## Request
Return every line of the listing below that contains the string "target".

## Available data

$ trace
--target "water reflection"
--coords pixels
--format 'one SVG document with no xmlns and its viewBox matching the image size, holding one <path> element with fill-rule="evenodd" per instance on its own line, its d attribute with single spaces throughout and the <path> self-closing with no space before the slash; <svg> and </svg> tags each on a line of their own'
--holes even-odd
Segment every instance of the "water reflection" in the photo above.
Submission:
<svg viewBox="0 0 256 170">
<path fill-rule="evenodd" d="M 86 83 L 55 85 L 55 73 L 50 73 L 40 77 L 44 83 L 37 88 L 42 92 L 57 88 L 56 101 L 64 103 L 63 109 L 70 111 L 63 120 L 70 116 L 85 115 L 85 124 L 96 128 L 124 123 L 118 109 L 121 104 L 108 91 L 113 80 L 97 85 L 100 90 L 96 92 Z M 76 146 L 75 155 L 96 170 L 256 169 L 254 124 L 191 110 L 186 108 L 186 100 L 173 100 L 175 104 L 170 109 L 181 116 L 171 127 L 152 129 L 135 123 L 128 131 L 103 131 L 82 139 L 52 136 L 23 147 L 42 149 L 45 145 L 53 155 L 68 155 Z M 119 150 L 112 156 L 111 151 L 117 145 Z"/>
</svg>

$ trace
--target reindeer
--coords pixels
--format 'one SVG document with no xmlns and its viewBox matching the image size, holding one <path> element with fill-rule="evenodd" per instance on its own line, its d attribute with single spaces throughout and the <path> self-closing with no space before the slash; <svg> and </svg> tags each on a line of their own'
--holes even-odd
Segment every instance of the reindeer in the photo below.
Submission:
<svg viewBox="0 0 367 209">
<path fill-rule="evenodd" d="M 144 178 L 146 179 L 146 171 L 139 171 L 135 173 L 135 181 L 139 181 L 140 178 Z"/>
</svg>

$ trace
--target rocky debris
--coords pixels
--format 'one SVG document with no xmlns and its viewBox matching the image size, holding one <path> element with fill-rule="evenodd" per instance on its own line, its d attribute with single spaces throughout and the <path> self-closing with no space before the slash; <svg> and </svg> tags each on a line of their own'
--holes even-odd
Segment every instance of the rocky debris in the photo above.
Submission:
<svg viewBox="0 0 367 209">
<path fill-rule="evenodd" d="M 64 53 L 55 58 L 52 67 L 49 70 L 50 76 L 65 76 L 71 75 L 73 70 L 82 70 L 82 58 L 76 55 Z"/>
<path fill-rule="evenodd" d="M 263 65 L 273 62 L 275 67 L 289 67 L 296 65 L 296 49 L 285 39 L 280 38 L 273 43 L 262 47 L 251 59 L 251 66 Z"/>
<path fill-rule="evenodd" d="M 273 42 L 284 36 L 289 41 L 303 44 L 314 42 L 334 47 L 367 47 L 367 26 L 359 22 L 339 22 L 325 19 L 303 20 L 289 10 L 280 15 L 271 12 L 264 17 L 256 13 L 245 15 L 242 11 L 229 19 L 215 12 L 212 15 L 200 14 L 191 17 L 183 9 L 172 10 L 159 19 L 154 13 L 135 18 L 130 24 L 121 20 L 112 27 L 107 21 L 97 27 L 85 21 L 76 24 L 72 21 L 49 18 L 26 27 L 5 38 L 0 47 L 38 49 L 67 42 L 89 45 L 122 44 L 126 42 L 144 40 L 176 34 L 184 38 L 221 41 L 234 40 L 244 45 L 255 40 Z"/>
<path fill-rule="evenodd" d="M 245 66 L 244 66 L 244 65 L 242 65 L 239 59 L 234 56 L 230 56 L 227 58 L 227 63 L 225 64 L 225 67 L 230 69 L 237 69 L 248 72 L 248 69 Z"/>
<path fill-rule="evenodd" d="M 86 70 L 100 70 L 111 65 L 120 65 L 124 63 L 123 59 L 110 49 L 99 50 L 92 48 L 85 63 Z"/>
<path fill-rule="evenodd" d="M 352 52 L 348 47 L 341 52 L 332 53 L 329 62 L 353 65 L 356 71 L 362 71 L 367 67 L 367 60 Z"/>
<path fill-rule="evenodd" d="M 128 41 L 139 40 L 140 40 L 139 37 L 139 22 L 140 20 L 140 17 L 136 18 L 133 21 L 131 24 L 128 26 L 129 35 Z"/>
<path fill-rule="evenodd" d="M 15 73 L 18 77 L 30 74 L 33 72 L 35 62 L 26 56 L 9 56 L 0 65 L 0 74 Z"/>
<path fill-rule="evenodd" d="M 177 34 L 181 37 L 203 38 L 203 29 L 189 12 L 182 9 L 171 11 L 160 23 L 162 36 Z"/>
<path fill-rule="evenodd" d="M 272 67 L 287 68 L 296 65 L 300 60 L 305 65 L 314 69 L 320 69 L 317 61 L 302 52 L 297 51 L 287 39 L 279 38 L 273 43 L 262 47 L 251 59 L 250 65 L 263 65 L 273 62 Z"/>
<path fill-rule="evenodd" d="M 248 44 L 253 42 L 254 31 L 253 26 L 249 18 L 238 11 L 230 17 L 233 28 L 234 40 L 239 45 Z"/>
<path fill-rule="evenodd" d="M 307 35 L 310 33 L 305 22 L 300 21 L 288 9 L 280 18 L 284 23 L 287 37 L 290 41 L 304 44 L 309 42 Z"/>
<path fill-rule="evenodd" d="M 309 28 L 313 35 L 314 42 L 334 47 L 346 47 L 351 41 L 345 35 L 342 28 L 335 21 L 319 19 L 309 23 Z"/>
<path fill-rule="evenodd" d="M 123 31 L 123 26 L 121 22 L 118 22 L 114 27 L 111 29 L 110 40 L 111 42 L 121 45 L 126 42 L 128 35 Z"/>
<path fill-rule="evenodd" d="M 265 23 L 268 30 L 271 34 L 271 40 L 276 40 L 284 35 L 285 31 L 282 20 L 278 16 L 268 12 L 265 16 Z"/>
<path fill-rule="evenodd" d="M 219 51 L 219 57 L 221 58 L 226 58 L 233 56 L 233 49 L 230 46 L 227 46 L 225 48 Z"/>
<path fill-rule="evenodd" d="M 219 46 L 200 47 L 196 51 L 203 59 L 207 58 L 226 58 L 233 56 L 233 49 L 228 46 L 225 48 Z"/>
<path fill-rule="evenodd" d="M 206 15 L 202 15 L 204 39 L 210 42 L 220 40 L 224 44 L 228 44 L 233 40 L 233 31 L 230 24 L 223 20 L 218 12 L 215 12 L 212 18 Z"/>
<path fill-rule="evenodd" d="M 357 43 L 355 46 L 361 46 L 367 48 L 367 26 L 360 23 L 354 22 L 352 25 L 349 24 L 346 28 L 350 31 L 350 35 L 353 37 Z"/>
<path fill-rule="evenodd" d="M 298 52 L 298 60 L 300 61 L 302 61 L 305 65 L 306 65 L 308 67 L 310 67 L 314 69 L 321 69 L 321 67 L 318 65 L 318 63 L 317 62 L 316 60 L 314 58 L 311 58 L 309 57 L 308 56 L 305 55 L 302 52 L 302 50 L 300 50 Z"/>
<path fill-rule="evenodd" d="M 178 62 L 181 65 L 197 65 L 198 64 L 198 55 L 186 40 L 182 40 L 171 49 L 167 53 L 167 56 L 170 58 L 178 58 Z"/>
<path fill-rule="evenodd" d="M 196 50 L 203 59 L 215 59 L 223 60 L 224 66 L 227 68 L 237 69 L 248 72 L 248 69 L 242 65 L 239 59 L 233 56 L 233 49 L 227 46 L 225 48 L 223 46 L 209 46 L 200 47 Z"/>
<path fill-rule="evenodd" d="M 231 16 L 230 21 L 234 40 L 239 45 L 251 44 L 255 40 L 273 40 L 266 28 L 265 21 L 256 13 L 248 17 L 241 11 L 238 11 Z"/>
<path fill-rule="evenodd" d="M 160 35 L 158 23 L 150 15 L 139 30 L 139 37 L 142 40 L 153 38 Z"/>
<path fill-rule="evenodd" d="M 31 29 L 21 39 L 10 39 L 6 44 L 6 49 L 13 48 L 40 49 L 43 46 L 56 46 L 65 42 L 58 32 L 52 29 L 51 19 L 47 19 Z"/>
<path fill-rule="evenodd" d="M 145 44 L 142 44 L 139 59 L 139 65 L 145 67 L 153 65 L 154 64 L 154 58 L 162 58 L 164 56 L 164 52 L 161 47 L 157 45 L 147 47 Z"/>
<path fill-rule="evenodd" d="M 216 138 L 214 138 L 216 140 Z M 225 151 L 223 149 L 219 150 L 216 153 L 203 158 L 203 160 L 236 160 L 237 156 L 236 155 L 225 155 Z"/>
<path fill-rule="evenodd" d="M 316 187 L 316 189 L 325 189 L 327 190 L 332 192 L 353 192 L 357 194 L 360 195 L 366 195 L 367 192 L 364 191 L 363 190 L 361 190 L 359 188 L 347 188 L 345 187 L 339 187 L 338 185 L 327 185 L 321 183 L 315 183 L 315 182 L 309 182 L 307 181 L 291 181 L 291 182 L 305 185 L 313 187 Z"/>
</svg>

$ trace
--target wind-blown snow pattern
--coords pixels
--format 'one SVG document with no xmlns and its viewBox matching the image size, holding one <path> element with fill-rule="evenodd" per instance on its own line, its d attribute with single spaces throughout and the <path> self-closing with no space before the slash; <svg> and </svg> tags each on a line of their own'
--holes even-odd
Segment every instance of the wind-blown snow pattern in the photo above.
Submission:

## Completed exercise
--target "water reflection"
--target reindeer
--target rocky debris
--target wind-blown snow pattern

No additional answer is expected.